** Texte fourni **
Des lettres et des protestations émanant de la Ligue maritime française, de l’Association des grands ports et du Comité des Armateurs de France, ont saisi l’opinion du danger que présente pour la marine marchande l’ « étatisme » introduit dans nos lois à la faveur de la guerre. D’autre part, des débats passionnés viennent de s’ouvrir au Parlement sur cette même question. Nous voudrions à notre tour faire toucher du doigt au lecteur un péril imminent et dont les conséquences, à tant de points de vue, risquent d’être désastreuses.


I. — LE ROLE DE L’ÉTAT

Que l’État ait le droit d’intervenir dans les actes des particuliers lorsque ces actes intéressent la collectivité, nul ne le conteste. Cette intervention peut se manifester sous forme d’action directe ou sous forme de contrôle. Dans l’action directe, l’État prend en main la responsabilité de la gestion. Quand il contrôle, au contraire, il se borne à tracer la voie aux citoyens dans des lois ou des règlements s’inspirant des circonstances, et qui doivent être respectés sous peine de sanctions. Encore une fois, il ne viendrait à personne l’idée de dénier à la puissance publique son droit de contrôle. Loin de combattre son intervention ainsi entendue, il faut au contraire s’en déclarer partisan ; en revanche, c’est un fait que l’action directe de l’État engendre le gaspillage et l’irresponsabilité. L’exemple de ce qui se passe dans la Marine marchande nous en fournit une preuve éclatante.

** Énoncé 1 **
Relevez dans le texte fourni tous les organismes dont émanent les lettres et les protestations mentionnées dans le premier paragraphe.
** Énoncé 2 **
Indiquez si chacune des affirmations suivantes concorde avec le texte fourni, en répondant par oui ou par non et en citant les mots décisifs du texte. (a) Lorsqu'il contrôle, l'État trace la voie aux citoyens dans des lois ou des règlements. (b) L'auteur conteste à la puissance publique son droit de contrôle. (c) L'action directe de l'État engendre le gaspillage et l'irresponsabilité.

** Enregistrements fournis **

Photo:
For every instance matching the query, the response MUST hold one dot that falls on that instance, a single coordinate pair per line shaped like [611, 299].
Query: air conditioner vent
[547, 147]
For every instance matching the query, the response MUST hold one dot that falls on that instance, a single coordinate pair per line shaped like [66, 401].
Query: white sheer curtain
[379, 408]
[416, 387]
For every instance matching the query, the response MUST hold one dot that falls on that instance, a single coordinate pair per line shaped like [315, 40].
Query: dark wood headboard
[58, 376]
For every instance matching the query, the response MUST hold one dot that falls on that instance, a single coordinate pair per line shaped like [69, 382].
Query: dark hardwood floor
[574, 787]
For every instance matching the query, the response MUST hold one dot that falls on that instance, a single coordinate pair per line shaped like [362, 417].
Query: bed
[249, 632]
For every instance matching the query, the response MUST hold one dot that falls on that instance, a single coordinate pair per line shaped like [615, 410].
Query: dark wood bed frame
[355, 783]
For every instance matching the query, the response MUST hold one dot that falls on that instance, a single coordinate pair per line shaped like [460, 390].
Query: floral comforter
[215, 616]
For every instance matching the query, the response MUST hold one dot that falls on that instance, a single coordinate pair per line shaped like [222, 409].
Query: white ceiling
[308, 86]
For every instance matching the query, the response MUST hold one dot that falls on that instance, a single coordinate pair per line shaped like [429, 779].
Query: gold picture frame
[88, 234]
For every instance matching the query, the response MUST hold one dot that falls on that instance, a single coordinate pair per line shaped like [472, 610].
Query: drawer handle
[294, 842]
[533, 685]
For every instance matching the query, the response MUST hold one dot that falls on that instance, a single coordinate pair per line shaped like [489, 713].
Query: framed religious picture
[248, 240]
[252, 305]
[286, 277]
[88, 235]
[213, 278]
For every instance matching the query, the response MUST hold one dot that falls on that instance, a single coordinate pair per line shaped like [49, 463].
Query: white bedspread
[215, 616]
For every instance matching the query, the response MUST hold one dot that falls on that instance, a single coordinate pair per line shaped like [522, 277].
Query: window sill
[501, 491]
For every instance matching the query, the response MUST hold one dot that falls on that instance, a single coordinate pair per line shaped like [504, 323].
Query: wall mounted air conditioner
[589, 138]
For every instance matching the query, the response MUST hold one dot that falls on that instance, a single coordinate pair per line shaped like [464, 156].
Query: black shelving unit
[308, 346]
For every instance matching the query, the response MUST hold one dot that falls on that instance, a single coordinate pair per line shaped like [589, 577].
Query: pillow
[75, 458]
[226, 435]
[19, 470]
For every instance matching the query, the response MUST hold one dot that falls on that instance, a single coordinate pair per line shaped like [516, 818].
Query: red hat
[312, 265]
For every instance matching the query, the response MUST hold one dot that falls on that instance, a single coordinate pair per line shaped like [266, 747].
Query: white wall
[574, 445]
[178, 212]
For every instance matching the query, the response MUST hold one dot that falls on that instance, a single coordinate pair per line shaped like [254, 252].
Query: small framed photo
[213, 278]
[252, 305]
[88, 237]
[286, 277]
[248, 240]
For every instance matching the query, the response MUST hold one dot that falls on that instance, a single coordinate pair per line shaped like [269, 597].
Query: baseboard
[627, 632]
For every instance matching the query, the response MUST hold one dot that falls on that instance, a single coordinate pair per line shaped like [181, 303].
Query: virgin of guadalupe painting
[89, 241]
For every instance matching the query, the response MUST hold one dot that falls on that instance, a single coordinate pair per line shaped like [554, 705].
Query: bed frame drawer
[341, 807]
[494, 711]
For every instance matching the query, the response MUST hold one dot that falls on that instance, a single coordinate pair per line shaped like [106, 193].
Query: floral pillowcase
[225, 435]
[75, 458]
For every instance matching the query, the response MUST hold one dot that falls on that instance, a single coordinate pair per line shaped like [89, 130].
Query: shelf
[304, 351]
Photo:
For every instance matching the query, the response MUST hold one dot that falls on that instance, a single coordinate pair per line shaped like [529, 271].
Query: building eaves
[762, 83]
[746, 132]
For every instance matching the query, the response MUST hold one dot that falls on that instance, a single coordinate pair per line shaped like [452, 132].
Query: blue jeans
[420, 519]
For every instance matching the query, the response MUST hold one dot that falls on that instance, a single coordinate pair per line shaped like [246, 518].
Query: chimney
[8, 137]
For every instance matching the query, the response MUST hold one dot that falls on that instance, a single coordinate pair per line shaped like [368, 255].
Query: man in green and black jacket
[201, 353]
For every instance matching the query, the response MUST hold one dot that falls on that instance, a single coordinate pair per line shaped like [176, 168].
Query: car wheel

** Corrigé 1 **
- la Ligue maritime française
- l'Association des grands ports
- le Comité des Armateurs de France

** Corrigé 2 **
(a) Oui : « il se borne à tracer la voie aux citoyens dans des lois ou des règlements s’inspirant des circonstances »
(b) Non : « il ne viendrait à personne l’idée de dénier à la puissance publique son droit de contrôle »
(c) Oui : « c’est un fait que l’action directe de l’État engendre le gaspillage et l’irresponsabilité »